- WHAT TO DO -
Images embedded in the records are excluded; print everything else exactly as given.

- RECORDS SHOWN -
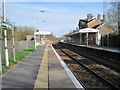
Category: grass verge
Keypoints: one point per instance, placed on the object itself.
(19, 57)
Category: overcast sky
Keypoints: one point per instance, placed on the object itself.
(60, 17)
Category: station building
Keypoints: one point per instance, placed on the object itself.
(89, 31)
(40, 36)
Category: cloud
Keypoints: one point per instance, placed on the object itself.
(62, 0)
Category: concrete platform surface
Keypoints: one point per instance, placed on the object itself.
(43, 68)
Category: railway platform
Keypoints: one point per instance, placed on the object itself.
(110, 49)
(41, 69)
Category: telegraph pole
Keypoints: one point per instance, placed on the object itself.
(5, 34)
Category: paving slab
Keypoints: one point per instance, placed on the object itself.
(25, 73)
(58, 78)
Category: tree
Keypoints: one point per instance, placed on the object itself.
(113, 15)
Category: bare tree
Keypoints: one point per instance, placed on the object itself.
(113, 15)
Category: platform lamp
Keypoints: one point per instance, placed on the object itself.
(13, 39)
(5, 33)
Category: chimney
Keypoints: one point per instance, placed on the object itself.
(89, 17)
(99, 17)
(104, 18)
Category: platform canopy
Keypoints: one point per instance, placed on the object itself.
(43, 33)
(85, 30)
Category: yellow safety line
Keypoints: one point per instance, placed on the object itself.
(42, 77)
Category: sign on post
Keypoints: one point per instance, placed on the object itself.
(6, 25)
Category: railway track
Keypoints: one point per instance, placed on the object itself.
(91, 70)
(106, 61)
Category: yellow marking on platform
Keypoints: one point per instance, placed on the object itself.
(42, 77)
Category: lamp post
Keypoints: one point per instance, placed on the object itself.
(34, 32)
(13, 39)
(5, 34)
(42, 11)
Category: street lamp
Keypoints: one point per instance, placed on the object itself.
(13, 39)
(5, 34)
(42, 11)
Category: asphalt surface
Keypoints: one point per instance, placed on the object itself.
(25, 73)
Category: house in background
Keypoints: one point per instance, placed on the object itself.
(40, 36)
(89, 31)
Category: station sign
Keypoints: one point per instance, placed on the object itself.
(6, 25)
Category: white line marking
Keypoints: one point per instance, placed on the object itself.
(73, 78)
(14, 66)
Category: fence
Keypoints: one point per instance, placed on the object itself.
(19, 46)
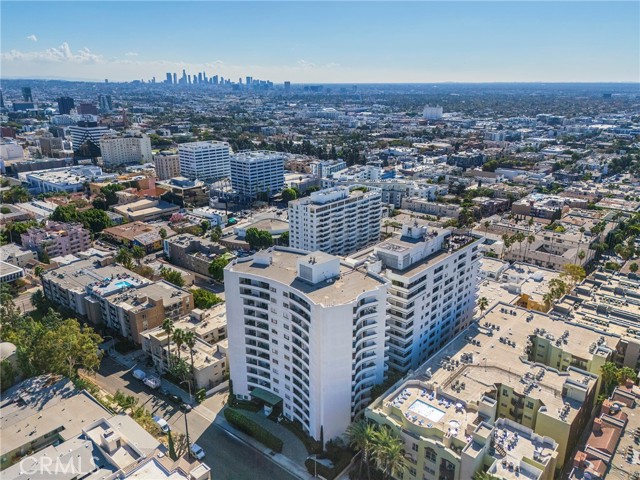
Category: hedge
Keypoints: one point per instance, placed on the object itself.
(250, 427)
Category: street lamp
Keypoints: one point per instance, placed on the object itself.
(186, 424)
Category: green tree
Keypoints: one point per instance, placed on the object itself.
(216, 267)
(95, 220)
(361, 438)
(205, 299)
(172, 276)
(289, 194)
(16, 194)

- RESPONSE FOR THIS EXERCISE -
Category: grass verge
Keypoints: one point per instance, placed on the object itself.
(19, 57)
Category: overcast sky
Keypoints: one point per instance, placed on the object itself.
(60, 17)
Category: station building
Keypoints: one point per instance, placed on the object itself.
(89, 31)
(40, 36)
Category: cloud
Keypoints: one point per instance, placed on the object itself.
(62, 0)
Category: concrete platform surface
Keypoints: one point per instance, placed on the object itself.
(43, 68)
Category: railway platform
Keypoints: one point per instance, placed on the object itself.
(110, 49)
(41, 69)
Category: telegraph pole
Keypoints: one point per instance, placed on the object itself.
(5, 34)
Category: paving slab
Keypoints: one point per instance, placed on the object itself.
(25, 73)
(58, 78)
Category: tree
Keypoints: one point per instance, placed on the object itself.
(113, 15)
Category: bare tree
Keypoints: one point per instance, placed on the object itself.
(113, 15)
Category: platform lamp
Keypoints: one point per instance, placed on the object itself.
(13, 39)
(5, 33)
Category: chimney
Keypoints: one point per instance, placed on the object itself.
(89, 17)
(99, 17)
(104, 18)
Category: platform canopy
Keypoints: one point per instance, placed on the object itself.
(43, 33)
(85, 30)
Category: yellow safety line
Keypoints: one point per instance, placed on the object itself.
(42, 77)
Category: sign on post
Keypoints: one point per instance, placed on the object itself.
(6, 25)
Category: railway track
Keypoints: one point per instance, placed on the object itself.
(91, 70)
(106, 61)
Category: yellow marking on platform
Keypoints: one point per instance, placed on the object itself.
(42, 77)
Category: lamp post
Keypoints: one point per instance, placed on the object itself.
(34, 32)
(13, 39)
(5, 34)
(42, 11)
Category: street lamp
Keypoints: one point per instance, placed on the object itself.
(13, 39)
(5, 34)
(42, 11)
Category: asphalt surface
Keypoints: one point per instance, placed on the object itself.
(25, 73)
Category: house in background
Keypoints: one point per instance, placed on the object itself.
(40, 36)
(89, 31)
Category: station sign
Keypoints: one point per instance, placed on the object itself.
(6, 25)
Category: white line marking
Keypoints: one point per instance, placed on the object itself.
(73, 78)
(14, 66)
Category: fence
Keypoints: one point per instance, placed on the object itself.
(19, 46)
Category: hedge
Keypoints: one point per instance, placed on the object itself.
(250, 427)
Category: street lamp
Keypoints: one point per instance, placed on the object itself.
(186, 424)
Category: green tree
Keypoints: one point per instance, placed on the object itself.
(216, 267)
(95, 220)
(361, 438)
(205, 299)
(172, 276)
(289, 194)
(16, 194)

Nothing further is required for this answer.